Getting Smeared (And How To Deal With It)

getting-smeared

 

The smear campaign is a regular weapon in our arsenal. Deployed in order to maintain our façade and ensure that everybody thinks that you are the abuser, you are the trouble maker and that you are the Crazy One. A method of getting our retaliation in first. The smear campaigns are such that you have no idea they are being carried out until the damage is done. You may find out through a third party tipping you off about what is being said about you. You may find out because we have instructed a lieutenant to tip you off in order to allow us to draw fuel from your horrified reaction and frantic attempts to repair the damage. Naturally, we only allow the tip off to take place once we are satisfied that our smears have sunk in and taken effect. The first you may know about these smear campaigns is when you try to tell other people about our behaviour, either during the relationship or when you have sought to escape or have been discarded. You find that you are met with shaking heads, blank looks and declarations of disbelief as your protestations are regarded with scepticism and whispered comments about you having lost the plot. To come up against this wall, especially when you are often in the greatest need,  is distressing. This distress is magnified when it occurs with people you thought that you could rely on. Our poison seeps everywhere.

The smear campaign is almost always used at some point when you have become entangled with our kind. There are many different kinds, but here are six which are regularly used.

  1. The Abuser

We like to trot out tales about how cruel and unpleasant you have been to us. Whether it is preventing us from seeing our friends, not letting us have our say, making decisions for us, hitting us, failing to attend to household chores whilst we are out working to support the household, not showing us any affection, questioning us about our movements, calling us names and so on, it will be used against you. Much of the smear campaign is based on projection as we tell everybody that you have been doing the very things that we have been doing. That way we can provide sufficient detail about the form of abuse, because we have done it ourselves, so that it is given the mantle of believability. If we furnish such detail and avoid vagueness, our lies are made all the more believable. All types of smear campaign operate on the basis of making you out to be abusive in some way. Some are specific, as you will see below, whereas this form of smear campaign is predicated on an avalanche of plausible behaviours which cover a vast spectrum of abusive actions towards us from locking us out of our own home at night because we went out with friends to tipping freezing cold water over us when sat in the bath and pretending it was a joke, from making us sleep on the floor to hiding our car keys when we needed to be somewhere. A long list of awful abuses will be detailed along with how much of a martyr we have been in trying to put up with them and make things better.

  1. The Philanderer/The Slut

 

We play the card that we are not given any affection, love or sexual gratification by the abuser but more than that you are busy engaging in frequent affairs and one night stands with other people. We have given you chances after discovering what you have been doing, because we want to get things back on track. We have given you everything and this is how we are repaid. We are heart-broken by these repeated infidelities. We will identify people of the opposite sex that you are close to and pedal lies that “there is something going on” between you and them. Those people we know who enjoy some tittle tattle will be approached first in order to give the lies some “legs” so that they will not only believe what they have been told about you and the neighbour, you and your colleague and you and the gardener, but they will spread the smear even further. Add in some casual sexual encounters we have learned about, linked to the fact you work away/work in a bar/ are friendly and out-going then the lies gain more traction.

• Records provided
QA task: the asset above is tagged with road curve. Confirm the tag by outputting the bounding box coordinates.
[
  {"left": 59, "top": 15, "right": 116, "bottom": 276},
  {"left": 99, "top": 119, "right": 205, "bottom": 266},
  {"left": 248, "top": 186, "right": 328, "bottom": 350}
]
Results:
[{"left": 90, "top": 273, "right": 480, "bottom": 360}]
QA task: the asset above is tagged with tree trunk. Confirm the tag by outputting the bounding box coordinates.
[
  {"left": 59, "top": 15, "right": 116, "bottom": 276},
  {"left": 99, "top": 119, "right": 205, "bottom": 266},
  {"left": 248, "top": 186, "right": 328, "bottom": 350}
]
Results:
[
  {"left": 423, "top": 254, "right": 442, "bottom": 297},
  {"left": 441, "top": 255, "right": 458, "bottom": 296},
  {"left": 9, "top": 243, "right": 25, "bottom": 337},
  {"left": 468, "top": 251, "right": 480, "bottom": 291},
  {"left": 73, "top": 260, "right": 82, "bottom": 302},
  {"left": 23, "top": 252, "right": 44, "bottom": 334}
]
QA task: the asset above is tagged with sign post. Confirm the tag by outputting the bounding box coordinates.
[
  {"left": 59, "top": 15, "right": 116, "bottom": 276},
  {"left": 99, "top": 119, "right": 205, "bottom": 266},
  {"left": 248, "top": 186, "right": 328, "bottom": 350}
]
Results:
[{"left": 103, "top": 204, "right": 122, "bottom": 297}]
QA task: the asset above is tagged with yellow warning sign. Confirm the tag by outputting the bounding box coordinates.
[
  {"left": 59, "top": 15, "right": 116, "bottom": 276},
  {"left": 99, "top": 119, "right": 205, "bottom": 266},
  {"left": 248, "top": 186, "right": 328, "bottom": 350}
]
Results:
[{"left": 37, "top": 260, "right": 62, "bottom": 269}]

• What to do
Write out word for word the passage of the text on smear campaigns above that begins with the words containing "The smear campaign is almost" and ends with "are regularly used.".

• Your solution
The smear campaign is almost always used at some point when you have become entangled with our kind. There are many different kinds, but here are six which are regularly used.